**TASK STATEMENT:**
Without the pictures, reproduce the records that follow exactly.

**RECORDS PROVIDED:**
== Segment start ==

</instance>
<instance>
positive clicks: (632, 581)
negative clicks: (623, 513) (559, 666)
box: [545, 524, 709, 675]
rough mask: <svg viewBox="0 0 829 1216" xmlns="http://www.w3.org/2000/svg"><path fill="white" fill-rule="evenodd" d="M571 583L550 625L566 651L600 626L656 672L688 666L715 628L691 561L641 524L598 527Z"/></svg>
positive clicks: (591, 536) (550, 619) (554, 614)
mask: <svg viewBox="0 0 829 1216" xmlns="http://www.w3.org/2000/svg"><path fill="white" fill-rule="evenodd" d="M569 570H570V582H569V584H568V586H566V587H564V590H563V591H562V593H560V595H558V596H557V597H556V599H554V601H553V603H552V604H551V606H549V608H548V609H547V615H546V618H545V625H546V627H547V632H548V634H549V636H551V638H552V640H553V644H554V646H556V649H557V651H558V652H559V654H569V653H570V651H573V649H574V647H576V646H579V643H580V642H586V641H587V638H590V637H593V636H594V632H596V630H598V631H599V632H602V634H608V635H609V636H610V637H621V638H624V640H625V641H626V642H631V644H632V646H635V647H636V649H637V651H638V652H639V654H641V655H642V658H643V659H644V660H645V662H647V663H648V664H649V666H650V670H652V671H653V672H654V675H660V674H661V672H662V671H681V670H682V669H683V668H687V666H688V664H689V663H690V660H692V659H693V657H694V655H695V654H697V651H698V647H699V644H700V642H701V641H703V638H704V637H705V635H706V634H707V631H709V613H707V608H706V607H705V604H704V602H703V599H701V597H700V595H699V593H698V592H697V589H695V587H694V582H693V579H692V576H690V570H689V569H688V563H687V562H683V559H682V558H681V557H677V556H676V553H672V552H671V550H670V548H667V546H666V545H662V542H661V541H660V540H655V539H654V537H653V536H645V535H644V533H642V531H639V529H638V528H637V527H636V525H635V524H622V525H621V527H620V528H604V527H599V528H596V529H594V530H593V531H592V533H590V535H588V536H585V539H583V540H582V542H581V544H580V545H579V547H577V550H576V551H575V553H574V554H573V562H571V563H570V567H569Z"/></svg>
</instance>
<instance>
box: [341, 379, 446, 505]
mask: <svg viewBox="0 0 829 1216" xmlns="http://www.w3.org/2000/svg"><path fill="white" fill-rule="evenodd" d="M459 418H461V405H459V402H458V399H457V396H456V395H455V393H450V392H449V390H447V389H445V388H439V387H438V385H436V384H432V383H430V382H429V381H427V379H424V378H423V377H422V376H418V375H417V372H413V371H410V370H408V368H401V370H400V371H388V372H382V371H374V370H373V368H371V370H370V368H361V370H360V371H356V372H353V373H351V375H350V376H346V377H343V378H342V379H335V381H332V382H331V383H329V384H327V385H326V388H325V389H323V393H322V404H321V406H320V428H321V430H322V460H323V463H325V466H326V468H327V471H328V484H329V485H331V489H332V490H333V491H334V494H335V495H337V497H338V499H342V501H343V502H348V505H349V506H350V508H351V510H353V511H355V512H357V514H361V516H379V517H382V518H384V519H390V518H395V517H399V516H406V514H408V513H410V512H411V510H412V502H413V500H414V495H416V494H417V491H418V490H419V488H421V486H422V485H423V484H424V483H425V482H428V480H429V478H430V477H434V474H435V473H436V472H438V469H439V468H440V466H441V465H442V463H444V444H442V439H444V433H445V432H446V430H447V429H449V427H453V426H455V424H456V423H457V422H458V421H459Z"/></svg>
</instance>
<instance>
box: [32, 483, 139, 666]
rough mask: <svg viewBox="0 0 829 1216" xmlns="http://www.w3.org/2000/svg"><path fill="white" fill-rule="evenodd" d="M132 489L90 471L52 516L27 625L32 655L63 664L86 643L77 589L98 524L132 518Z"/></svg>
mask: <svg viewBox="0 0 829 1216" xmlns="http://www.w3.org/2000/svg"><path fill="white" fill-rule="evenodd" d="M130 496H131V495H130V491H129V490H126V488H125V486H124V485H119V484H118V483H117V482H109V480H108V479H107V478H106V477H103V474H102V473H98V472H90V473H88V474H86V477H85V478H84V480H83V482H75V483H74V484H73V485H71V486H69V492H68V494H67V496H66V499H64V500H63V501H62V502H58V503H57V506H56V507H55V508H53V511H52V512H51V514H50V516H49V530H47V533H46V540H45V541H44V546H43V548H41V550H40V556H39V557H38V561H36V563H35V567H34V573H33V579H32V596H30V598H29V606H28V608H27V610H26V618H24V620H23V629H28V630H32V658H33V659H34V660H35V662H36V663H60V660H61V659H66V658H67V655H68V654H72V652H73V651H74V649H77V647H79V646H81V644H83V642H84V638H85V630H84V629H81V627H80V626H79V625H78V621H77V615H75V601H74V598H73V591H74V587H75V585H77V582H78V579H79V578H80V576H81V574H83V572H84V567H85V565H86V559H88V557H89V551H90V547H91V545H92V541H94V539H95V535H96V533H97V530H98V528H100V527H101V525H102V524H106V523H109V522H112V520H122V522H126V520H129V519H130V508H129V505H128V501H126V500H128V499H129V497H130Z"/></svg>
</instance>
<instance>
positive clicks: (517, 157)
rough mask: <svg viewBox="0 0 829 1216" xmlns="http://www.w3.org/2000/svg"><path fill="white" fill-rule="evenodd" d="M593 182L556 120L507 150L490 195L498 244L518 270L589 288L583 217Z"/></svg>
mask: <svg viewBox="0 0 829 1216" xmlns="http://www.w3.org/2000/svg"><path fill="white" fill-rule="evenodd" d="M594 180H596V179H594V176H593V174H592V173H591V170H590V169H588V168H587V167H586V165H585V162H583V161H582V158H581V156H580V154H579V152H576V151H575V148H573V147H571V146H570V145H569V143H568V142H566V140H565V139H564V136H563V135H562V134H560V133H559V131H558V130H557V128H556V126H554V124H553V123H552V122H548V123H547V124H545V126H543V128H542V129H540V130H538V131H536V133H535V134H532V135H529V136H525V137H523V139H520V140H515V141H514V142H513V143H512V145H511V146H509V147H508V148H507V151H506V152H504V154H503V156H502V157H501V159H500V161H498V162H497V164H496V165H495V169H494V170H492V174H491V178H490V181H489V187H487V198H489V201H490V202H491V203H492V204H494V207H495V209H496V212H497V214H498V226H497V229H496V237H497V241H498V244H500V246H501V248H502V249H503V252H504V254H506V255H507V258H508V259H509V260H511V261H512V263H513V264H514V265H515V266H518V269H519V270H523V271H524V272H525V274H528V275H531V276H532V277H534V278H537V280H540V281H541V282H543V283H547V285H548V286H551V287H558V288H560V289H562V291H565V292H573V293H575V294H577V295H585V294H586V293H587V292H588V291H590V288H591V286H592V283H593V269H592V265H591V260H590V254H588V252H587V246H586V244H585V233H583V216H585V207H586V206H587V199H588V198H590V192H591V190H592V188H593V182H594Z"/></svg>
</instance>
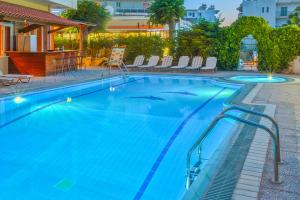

== Segment end ==

**RESPONSE TO THIS EXERCISE:**
</instance>
<instance>
positive clicks: (632, 581)
negative clicks: (623, 513) (559, 666)
box: [545, 524, 709, 675]
rough mask: <svg viewBox="0 0 829 1216" xmlns="http://www.w3.org/2000/svg"><path fill="white" fill-rule="evenodd" d="M571 583L550 625L566 651L600 626L656 672L688 666L715 628L691 561L641 524L598 527Z"/></svg>
positive clicks: (591, 536) (550, 619) (554, 614)
mask: <svg viewBox="0 0 829 1216" xmlns="http://www.w3.org/2000/svg"><path fill="white" fill-rule="evenodd" d="M569 570H570V582H569V584H568V586H566V587H564V590H563V591H562V593H560V595H558V596H557V597H556V599H554V601H553V603H552V604H551V606H549V608H548V609H547V615H546V618H545V625H546V627H547V632H548V634H549V636H551V638H552V640H553V644H554V646H556V649H557V651H558V652H559V654H569V653H570V651H573V649H574V647H576V646H579V643H580V642H586V641H587V638H590V637H593V636H594V632H596V630H598V631H599V632H602V634H608V635H609V636H610V637H621V638H624V640H625V641H626V642H631V644H632V646H635V647H636V649H637V651H638V652H639V654H641V655H642V658H643V659H644V660H645V662H647V663H648V664H649V666H650V670H652V671H653V672H654V675H660V674H661V672H662V671H681V670H682V669H683V668H687V666H688V664H689V663H690V660H692V659H693V657H694V655H695V654H697V651H698V647H699V644H700V642H701V641H703V638H704V637H705V635H706V634H707V631H709V613H707V608H706V607H705V604H704V602H703V599H701V597H700V595H699V593H698V592H697V589H695V587H694V582H693V579H692V576H690V570H689V569H688V563H687V562H683V559H682V558H681V557H677V556H676V553H672V552H671V550H670V548H667V546H666V545H662V542H661V541H660V540H655V539H654V537H653V536H645V535H644V533H642V531H639V529H638V528H637V527H636V525H635V524H622V525H621V527H620V528H604V527H599V528H596V529H594V530H593V531H592V533H590V535H588V536H585V539H583V540H582V542H581V544H580V545H579V547H577V550H576V551H575V553H574V554H573V562H571V563H570V567H569Z"/></svg>
</instance>
<instance>
box: [341, 379, 446, 505]
mask: <svg viewBox="0 0 829 1216" xmlns="http://www.w3.org/2000/svg"><path fill="white" fill-rule="evenodd" d="M459 418H461V405H459V402H458V399H457V396H456V395H455V393H450V392H449V390H447V389H445V388H439V387H438V385H436V384H432V383H430V382H429V381H427V379H424V378H423V377H422V376H418V375H417V372H413V371H410V370H408V368H401V370H400V371H388V372H382V371H374V370H373V368H371V370H370V368H361V370H360V371H356V372H353V373H351V375H350V376H346V377H343V378H342V379H335V381H332V382H331V383H329V384H327V385H326V388H325V389H323V393H322V404H321V406H320V428H321V430H322V460H323V463H325V466H326V468H327V471H328V484H329V485H331V489H332V490H333V491H334V494H335V495H337V497H338V499H342V501H343V502H348V505H349V506H350V508H351V510H353V511H355V512H357V514H361V516H379V517H382V518H384V519H390V518H395V517H399V516H406V514H408V513H410V512H411V510H412V502H413V500H414V495H416V494H417V491H418V490H419V488H421V486H422V485H423V484H424V483H425V482H428V480H429V478H430V477H434V474H435V473H436V472H438V469H439V468H440V466H441V465H442V463H444V444H442V439H444V433H445V432H446V430H447V429H449V427H453V426H455V424H456V423H457V422H458V421H459Z"/></svg>
</instance>
<instance>
box: [32, 483, 139, 666]
rough mask: <svg viewBox="0 0 829 1216" xmlns="http://www.w3.org/2000/svg"><path fill="white" fill-rule="evenodd" d="M132 489L90 471L52 516L27 625L32 655L63 664L86 643L77 589L98 524L132 518Z"/></svg>
mask: <svg viewBox="0 0 829 1216" xmlns="http://www.w3.org/2000/svg"><path fill="white" fill-rule="evenodd" d="M130 496H131V495H130V491H129V490H126V488H125V486H124V485H119V484H118V483H117V482H109V480H108V479H107V478H106V477H103V474H102V473H98V472H90V473H88V474H86V477H85V478H84V480H83V482H75V483H74V484H73V485H71V486H69V492H68V494H67V496H66V499H64V500H63V501H62V502H58V503H57V506H56V507H55V508H53V511H52V512H51V514H50V516H49V530H47V533H46V540H45V541H44V546H43V548H41V550H40V556H39V557H38V561H36V563H35V567H34V573H33V579H32V596H30V598H29V606H28V608H27V610H26V618H24V620H23V629H28V630H32V658H33V659H34V660H35V662H36V663H60V660H61V659H66V658H67V655H68V654H72V652H73V651H74V649H77V647H79V646H81V644H83V642H84V638H85V630H84V629H81V627H80V626H79V625H78V621H77V615H75V601H74V598H73V591H74V587H75V585H77V582H78V579H79V578H80V576H81V574H83V572H84V567H85V565H86V559H88V557H89V551H90V547H91V545H92V541H94V539H95V535H96V533H97V530H98V528H100V527H101V525H102V524H106V523H109V522H112V520H122V522H126V520H129V519H130V508H129V505H128V501H126V500H128V499H129V497H130Z"/></svg>
</instance>
<instance>
positive clicks: (517, 157)
rough mask: <svg viewBox="0 0 829 1216" xmlns="http://www.w3.org/2000/svg"><path fill="white" fill-rule="evenodd" d="M593 182L556 120L507 150L490 195L498 244L518 270L589 288L583 217Z"/></svg>
mask: <svg viewBox="0 0 829 1216" xmlns="http://www.w3.org/2000/svg"><path fill="white" fill-rule="evenodd" d="M594 180H596V179H594V176H593V174H592V173H591V170H590V169H588V168H587V167H586V165H585V162H583V161H582V158H581V156H580V154H579V152H576V151H575V148H573V147H571V146H570V145H569V143H568V142H566V140H565V139H564V136H563V135H562V134H560V133H559V131H558V130H557V128H556V126H554V124H553V123H552V122H548V123H547V124H545V126H543V128H542V129H540V130H538V131H536V133H535V134H532V135H529V136H525V137H523V139H520V140H515V141H514V142H513V143H512V145H511V146H509V147H508V148H507V151H506V152H504V154H503V156H502V157H501V159H500V161H498V162H497V164H496V165H495V169H494V170H492V174H491V178H490V181H489V187H487V198H489V201H490V202H491V203H492V204H494V207H495V209H496V212H497V214H498V226H497V229H496V237H497V241H498V244H500V246H501V248H502V249H503V252H504V254H506V255H507V258H508V259H509V260H511V261H512V263H513V264H514V265H515V266H518V269H519V270H523V271H524V272H525V274H528V275H531V276H532V277H534V278H537V280H540V281H541V282H543V283H547V285H548V286H551V287H558V288H560V289H562V291H565V292H573V293H575V294H577V295H585V294H586V293H587V292H588V291H590V288H591V286H592V283H593V269H592V265H591V260H590V254H588V252H587V246H586V244H585V233H583V216H585V207H586V206H587V199H588V198H590V192H591V190H592V188H593V182H594Z"/></svg>
</instance>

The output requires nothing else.